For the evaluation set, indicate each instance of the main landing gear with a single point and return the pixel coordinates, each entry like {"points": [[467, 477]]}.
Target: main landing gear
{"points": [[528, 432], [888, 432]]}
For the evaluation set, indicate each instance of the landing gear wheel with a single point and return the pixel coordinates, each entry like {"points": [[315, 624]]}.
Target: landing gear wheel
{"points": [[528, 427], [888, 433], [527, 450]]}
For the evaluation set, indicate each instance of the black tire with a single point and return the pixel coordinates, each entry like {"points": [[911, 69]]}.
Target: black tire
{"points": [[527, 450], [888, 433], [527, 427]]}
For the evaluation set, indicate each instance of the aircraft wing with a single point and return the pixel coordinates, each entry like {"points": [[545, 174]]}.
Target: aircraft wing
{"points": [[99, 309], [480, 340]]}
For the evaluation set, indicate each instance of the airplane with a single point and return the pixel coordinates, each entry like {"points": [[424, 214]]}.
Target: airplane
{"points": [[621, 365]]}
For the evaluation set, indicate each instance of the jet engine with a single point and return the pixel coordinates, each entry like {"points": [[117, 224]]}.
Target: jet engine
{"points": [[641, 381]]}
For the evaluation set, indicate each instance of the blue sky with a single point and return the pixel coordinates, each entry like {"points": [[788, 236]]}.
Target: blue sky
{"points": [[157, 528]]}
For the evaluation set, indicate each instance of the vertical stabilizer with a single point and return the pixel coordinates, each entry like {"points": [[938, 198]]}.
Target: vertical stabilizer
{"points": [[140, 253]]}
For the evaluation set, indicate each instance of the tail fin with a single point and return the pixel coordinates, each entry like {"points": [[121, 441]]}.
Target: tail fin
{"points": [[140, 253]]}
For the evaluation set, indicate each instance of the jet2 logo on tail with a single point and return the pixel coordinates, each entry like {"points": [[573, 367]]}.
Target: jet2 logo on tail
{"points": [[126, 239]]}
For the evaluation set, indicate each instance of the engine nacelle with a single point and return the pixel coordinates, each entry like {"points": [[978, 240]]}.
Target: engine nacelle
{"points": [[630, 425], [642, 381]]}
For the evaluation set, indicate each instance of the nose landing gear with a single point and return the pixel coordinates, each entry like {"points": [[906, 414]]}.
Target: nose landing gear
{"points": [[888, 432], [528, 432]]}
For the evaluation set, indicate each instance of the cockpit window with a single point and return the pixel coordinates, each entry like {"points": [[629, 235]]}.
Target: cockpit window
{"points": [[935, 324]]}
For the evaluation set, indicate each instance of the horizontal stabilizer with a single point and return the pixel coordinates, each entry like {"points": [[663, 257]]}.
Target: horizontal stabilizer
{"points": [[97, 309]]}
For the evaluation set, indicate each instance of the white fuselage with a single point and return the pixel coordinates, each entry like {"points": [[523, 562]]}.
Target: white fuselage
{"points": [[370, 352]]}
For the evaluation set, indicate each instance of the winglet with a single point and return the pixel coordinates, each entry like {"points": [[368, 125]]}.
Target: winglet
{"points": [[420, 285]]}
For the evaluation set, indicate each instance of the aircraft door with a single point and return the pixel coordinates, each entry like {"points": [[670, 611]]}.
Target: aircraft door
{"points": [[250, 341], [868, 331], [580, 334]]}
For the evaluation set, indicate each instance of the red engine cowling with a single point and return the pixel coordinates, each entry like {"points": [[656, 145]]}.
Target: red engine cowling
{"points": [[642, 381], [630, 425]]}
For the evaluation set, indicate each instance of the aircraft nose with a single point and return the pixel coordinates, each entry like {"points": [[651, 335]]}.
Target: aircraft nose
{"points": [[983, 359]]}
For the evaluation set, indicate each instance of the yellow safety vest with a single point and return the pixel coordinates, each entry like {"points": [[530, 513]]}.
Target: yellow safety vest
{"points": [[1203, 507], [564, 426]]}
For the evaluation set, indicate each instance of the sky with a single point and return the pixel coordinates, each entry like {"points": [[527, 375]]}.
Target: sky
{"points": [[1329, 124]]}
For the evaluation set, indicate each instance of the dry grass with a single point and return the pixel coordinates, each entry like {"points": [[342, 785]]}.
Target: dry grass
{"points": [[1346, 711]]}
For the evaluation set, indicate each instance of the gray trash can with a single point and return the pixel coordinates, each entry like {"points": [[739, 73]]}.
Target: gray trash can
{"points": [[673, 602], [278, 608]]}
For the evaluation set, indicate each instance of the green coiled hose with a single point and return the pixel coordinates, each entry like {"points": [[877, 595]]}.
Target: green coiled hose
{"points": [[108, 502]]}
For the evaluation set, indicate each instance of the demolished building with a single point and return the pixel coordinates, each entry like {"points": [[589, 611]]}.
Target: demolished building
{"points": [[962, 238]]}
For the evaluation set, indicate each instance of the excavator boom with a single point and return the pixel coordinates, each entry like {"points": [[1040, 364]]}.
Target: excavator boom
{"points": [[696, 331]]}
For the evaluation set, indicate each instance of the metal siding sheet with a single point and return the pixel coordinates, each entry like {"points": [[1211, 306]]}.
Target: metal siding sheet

#### TASK OBJECTIVE
Repeat the data above exactly.

#### ANSWER
For the evaluation set, indicate each instance of the main landing gear with a single point and return the pixel coordinates, each entry like {"points": [[467, 477]]}.
Target: main landing gear
{"points": [[528, 432], [888, 432]]}
For the evaluation set, indicate each instance of the landing gear wheel with a single point and return the pixel coordinates, each entry like {"points": [[315, 624]]}.
Target: landing gear wheel
{"points": [[528, 427], [888, 433], [527, 450]]}
For the evaluation set, indicate each instance of the black tire with a single point and return the pixel coordinates, each entry like {"points": [[911, 69]]}.
Target: black tire
{"points": [[527, 450], [888, 433], [527, 427]]}
For the evaluation set, indicate each instance of the aircraft wing with a single point and return the pixel coordinates, each entry like {"points": [[545, 174]]}.
Target: aircraft wing
{"points": [[99, 309], [480, 340]]}
For the evaluation set, indicate each instance of the airplane with a single point and return the pixel coordinates, each entry like {"points": [[424, 214]]}.
Target: airplane
{"points": [[621, 365]]}
For the evaluation set, indicate each instance of the jet engine with a single point and return the pixel coordinates, each entry like {"points": [[117, 224]]}.
Target: jet engine
{"points": [[641, 381]]}
For the evaluation set, indicate each instance of the blue sky with a single point and return the pixel coordinates, each entry like {"points": [[788, 236]]}.
Target: blue sky
{"points": [[157, 528]]}
For the evaluation set, indicate each instance of the vertical stabilizer with a single point and return the pixel coordinates, each entry like {"points": [[938, 198]]}.
Target: vertical stabilizer
{"points": [[140, 253]]}
For the evaluation set, indicate each instance of the tail fin with a single point and return the pixel coordinates, each entry like {"points": [[121, 441]]}.
Target: tail fin
{"points": [[140, 253]]}
For the evaluation set, indicate each instance of the jet2 logo on tail with a single point and return the pixel coordinates, each entry like {"points": [[573, 367]]}.
Target: jet2 logo on tail
{"points": [[126, 239]]}
For the evaluation set, indicate each instance of the engine nacelle with a single point and return the pixel coordinates, each entry like {"points": [[978, 240]]}.
Target: engine nacelle
{"points": [[630, 425], [642, 381]]}
For the evaluation set, indicate each instance of the nose landing gear with a single point and return the pixel coordinates, each entry like {"points": [[906, 414]]}.
Target: nose landing gear
{"points": [[888, 432], [528, 432]]}
For the evaluation set, indicate each instance of the cockpit window with a single point and return the pixel coordinates, each entry like {"points": [[629, 235]]}.
Target: cockpit window
{"points": [[935, 324]]}
For the evaluation set, indicate each instance of the horizontal stabilizer with a single point and return the pixel coordinates, each entry like {"points": [[663, 257]]}.
Target: horizontal stabilizer
{"points": [[97, 309]]}
For the evaluation set, indicate each instance of the white fuselage with a single point and return the pixel coordinates, each entry like {"points": [[523, 562]]}.
Target: white fuselage
{"points": [[370, 352]]}
For the evaluation set, indicate each instance of the winglet with a single point and return the pixel coordinates, each entry like {"points": [[368, 125]]}.
Target: winglet
{"points": [[420, 285]]}
For the evaluation set, indicate each instance of the aircraft door with a single point and return the pixel coordinates, each entry like {"points": [[670, 611]]}.
Target: aircraft door
{"points": [[250, 341], [868, 331], [580, 334]]}
For the evaluation set, indicate each instance of the red engine cowling with a single point and return the pixel coordinates, each entry like {"points": [[656, 145]]}.
Target: red engine cowling
{"points": [[642, 381], [630, 425]]}
For the evaluation set, indicate each instance of the aircraft nose with a single point and return the pixel coordinates, each entry like {"points": [[651, 335]]}.
Target: aircraft nose
{"points": [[983, 359]]}
For the evaluation set, indicate each instance of the yellow safety vest with a single point and return the pixel coordinates, each entry like {"points": [[530, 513]]}.
Target: yellow safety vest
{"points": [[1203, 507], [564, 426]]}
For the evaluation set, indicate each instance of the sky with a single point and return the pixel coordinates, each entry like {"points": [[527, 375]]}.
Target: sky
{"points": [[1329, 124]]}
For the evaluation set, indicate each instance of the dry grass with a single point and return the pixel coordinates, each entry like {"points": [[342, 785]]}.
Target: dry grass
{"points": [[1346, 711]]}
For the evaluation set, indicate each instance of the gray trash can with a single point and return the pixel coordinates, each entry like {"points": [[739, 73]]}.
Target: gray trash can
{"points": [[673, 602], [278, 608]]}
For the evaluation set, indicate each instance of the green coiled hose with a single point and return the pixel coordinates, each entry like {"points": [[877, 595]]}.
Target: green coiled hose
{"points": [[108, 502]]}
For the evaluation set, indicate each instance of the demolished building with a single point and return the pixel coordinates, each entry like {"points": [[589, 611]]}.
Target: demolished building
{"points": [[962, 238]]}
For the evaluation set, indicate each instance of the excavator boom with a single point and return the pixel coordinates, each entry like {"points": [[1040, 364]]}.
Target: excavator boom
{"points": [[696, 331]]}
For the evaluation set, indicate each instance of the metal siding sheet with a single point and return the pixel coordinates, each entry like {"points": [[1211, 306]]}.
Target: metal siding sheet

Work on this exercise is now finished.